Point localization data:
◆ ◆ ◆ ◆ ◆
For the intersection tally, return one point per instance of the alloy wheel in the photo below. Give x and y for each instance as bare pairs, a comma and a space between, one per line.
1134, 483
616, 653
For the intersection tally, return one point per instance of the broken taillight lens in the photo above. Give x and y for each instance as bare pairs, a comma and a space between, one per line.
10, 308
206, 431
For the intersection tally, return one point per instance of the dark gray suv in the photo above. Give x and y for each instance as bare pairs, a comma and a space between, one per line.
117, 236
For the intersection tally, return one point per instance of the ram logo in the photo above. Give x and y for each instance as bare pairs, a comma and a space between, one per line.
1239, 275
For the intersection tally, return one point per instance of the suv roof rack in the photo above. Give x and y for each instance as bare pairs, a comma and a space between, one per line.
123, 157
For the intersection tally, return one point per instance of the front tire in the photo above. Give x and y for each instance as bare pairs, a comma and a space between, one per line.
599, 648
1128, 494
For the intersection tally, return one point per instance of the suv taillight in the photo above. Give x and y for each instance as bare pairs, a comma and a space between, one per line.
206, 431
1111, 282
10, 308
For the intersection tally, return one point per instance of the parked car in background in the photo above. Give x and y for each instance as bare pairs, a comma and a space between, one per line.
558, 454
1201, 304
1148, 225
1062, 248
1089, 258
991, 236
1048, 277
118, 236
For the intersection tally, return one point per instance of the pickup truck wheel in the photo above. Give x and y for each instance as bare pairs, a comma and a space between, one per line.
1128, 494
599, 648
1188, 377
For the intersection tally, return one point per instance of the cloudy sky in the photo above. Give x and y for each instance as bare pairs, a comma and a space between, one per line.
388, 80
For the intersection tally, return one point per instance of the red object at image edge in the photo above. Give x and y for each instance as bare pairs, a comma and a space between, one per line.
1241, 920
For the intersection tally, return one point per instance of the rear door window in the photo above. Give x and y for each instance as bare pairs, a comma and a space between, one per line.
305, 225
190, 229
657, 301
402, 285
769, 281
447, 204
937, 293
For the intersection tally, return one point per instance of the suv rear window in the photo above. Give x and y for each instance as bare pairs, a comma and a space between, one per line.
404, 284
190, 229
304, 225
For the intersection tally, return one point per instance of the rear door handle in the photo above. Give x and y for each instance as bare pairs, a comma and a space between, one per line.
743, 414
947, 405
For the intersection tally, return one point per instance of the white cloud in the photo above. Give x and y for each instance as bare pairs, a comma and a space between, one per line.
◆ ◆ ◆ ◆ ◆
= WHAT THE TASK REQUIRES =
Reproduce the records above with every character intact.

= WRITTEN RESPONSE =
For the intersection tally, return one point per instance of the alloy wheel in the photo below. Give x and y for each instance as bare pairs, a comma and a space between, one per line.
1134, 483
616, 653
For the intersection tally, return one point per instance of the broken taillight lens in the photo above. Give x and y for each instance as bare pairs, a comma and a space between, one per line.
10, 308
206, 431
For the intersection tally, return one point per instance of the dark gray suv in the photo above. Give x and y for each instance as bare pairs, a comma and a space between, one per line.
117, 236
For the intersection tally, return one point per instance of the ram logo in the photo above. Give x and y for each instance as bare pairs, a comma and a space between, one per line.
1239, 275
For the intersection tally, return one point per instance of the suv roof rack in the photo above. Give x and y for each instance as bare pairs, a comma and a space between, one per line.
123, 157
For the intersection tally, return one point per instance of the front tire in the photo above. Give x and y for each instance as bare pairs, a comma and a space between, one per line.
599, 648
1128, 494
For the intersection tally, return one point per instance of the suv taillight in the photo above. Give x and y for each instance as bare pairs, a comma and a space between, one per line.
206, 431
1111, 282
10, 308
For the intersection tally, return one point per instance of the parked car in background in the photo above. Give x and y for each instance as bare pairs, a comma and a space between, one per line.
558, 454
1201, 304
1148, 225
1062, 248
1089, 258
991, 236
1048, 277
118, 236
For the intersection tally, return one point per instance of the pickup truck wheel in the photo above. Give x and y for each instance as bare pairs, a comma and a space between, one per line.
1128, 494
599, 648
1188, 377
For the intersection tally, return one point per instance of the cloudy sky in the photo above. Give x and y for each instance as bare pairs, a comma and a space between, one per line.
388, 80
For the intersection tally, return one point per instance of the red object at image edge in the photo above. Give x and y for each instance as bare pairs, a comma and a space between, one per line.
1241, 920
For the intersection tally, return one point per instance of the rear door window in the photo above. Give x and y for each instance as bare pairs, a comma and a space between, one per line.
305, 225
190, 229
657, 301
402, 285
769, 281
447, 204
937, 293
For the intersection tally, return one point per instance of the suv rear window in the photo above. Give x and y for each instance as bare pairs, a comma and a space between, one per line.
404, 284
190, 229
304, 225
For the intersection tally, return one point per instance of the rear door handle in the photo above. Give x and y for each instance as bare pairs, a comma and a space between, one per line.
743, 414
947, 405
For the intersection tally, return one point per instance of the white cloud in the photo above. Give x and y for each instance as bare pairs, a comma and a space between, one per line.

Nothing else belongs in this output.